**YOUR INSTRUCTIONS**
How many lines in the items below contain the string "truck"? Case counts, so give only the number of lines that match it with the same capitalization.
━━━━━ DATASET RECORDS ━━━━━
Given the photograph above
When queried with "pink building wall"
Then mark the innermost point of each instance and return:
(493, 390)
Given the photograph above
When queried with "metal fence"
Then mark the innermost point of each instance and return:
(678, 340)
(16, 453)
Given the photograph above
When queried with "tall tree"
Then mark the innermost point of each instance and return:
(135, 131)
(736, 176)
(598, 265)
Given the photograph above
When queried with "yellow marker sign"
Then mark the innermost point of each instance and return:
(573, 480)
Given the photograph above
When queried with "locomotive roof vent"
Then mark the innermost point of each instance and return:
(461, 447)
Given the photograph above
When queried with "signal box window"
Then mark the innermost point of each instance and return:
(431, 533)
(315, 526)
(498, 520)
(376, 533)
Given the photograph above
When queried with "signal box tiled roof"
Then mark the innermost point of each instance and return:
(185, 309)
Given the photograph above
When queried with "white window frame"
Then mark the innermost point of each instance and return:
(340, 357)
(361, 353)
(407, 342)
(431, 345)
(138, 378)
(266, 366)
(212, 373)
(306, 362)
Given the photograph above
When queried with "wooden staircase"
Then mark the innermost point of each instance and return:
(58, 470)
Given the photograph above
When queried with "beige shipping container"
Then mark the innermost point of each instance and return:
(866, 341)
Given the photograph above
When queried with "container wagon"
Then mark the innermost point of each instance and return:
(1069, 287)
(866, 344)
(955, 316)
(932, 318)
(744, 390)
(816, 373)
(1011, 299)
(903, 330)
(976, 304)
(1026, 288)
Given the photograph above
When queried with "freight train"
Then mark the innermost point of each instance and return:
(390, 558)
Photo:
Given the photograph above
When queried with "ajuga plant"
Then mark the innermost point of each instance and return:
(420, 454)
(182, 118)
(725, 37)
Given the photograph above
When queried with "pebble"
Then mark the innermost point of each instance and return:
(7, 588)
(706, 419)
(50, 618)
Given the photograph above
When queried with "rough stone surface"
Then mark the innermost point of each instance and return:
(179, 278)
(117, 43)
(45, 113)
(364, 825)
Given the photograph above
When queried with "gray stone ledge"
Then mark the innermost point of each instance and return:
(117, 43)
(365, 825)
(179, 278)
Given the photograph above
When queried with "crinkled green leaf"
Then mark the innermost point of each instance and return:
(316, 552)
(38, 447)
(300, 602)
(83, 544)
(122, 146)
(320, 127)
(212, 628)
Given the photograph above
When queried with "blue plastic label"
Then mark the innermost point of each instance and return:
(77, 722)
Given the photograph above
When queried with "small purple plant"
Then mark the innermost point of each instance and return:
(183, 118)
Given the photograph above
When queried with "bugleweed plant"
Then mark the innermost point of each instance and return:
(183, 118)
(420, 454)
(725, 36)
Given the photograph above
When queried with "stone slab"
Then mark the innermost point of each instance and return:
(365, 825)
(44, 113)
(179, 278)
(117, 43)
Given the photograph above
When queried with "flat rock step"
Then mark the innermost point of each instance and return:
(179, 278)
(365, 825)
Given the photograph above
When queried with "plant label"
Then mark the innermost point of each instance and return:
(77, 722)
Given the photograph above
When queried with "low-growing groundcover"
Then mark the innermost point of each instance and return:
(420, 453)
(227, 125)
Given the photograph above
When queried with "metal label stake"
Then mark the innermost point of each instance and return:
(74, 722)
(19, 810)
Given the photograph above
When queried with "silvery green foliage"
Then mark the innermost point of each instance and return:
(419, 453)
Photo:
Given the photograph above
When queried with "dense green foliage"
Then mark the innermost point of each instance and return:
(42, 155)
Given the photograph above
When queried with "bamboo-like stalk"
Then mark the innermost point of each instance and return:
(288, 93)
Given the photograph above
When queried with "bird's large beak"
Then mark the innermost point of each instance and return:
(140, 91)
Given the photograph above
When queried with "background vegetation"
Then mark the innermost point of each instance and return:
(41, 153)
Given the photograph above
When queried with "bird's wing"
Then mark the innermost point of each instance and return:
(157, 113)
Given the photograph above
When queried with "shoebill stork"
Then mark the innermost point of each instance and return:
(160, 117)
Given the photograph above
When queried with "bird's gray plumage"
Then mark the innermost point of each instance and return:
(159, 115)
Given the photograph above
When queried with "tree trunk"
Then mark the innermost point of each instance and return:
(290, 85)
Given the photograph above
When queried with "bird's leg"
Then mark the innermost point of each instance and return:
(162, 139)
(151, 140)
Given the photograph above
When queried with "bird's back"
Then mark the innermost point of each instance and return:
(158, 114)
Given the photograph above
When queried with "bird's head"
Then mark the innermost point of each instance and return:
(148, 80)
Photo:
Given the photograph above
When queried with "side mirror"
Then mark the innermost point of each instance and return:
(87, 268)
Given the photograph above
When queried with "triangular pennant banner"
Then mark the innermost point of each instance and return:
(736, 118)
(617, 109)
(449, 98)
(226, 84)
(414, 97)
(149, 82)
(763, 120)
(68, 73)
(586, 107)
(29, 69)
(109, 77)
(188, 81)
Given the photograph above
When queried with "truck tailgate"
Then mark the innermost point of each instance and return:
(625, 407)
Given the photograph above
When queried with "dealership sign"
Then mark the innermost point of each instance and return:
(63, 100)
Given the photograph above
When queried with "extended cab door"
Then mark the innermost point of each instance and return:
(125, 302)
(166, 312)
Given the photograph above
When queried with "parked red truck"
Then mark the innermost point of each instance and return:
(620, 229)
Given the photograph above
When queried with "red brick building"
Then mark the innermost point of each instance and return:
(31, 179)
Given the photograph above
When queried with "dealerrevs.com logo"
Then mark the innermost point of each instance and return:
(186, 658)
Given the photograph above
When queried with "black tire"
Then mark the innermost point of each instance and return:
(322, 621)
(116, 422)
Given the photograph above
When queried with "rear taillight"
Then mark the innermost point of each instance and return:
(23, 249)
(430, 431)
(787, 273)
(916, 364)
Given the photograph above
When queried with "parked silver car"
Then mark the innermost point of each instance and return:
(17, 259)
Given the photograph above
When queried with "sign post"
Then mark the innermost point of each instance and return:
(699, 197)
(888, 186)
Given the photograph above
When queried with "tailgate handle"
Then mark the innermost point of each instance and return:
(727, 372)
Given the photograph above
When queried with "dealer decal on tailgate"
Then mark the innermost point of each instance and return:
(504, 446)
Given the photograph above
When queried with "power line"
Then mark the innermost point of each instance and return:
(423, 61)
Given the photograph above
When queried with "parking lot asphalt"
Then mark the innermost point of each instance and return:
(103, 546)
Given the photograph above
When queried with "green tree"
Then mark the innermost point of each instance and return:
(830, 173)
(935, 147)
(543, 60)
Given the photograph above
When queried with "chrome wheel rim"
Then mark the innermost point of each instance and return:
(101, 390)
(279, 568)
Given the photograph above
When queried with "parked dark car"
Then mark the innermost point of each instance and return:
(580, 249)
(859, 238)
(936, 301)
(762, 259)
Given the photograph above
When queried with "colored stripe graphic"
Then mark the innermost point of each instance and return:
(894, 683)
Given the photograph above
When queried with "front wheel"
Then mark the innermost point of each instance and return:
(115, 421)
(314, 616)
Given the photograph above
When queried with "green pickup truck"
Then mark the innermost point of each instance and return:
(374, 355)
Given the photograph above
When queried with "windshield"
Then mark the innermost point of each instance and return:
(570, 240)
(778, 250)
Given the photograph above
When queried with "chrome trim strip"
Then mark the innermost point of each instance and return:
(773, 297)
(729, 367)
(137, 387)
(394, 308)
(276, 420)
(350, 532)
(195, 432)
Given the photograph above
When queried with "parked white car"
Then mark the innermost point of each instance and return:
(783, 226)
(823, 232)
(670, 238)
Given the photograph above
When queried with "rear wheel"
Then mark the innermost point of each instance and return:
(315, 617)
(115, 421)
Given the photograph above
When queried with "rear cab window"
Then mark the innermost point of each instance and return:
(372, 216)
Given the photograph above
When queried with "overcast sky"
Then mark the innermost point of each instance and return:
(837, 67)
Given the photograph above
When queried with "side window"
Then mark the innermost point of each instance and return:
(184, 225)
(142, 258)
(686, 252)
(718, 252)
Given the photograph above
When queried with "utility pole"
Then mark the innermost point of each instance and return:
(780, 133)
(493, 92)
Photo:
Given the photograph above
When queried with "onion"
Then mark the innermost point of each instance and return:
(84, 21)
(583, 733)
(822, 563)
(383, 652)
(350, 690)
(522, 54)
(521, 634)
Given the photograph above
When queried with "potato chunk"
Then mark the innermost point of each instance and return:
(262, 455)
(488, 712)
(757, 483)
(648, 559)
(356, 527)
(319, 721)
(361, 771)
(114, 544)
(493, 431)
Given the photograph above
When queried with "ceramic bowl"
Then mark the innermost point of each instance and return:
━━━━━
**THE RESULT**
3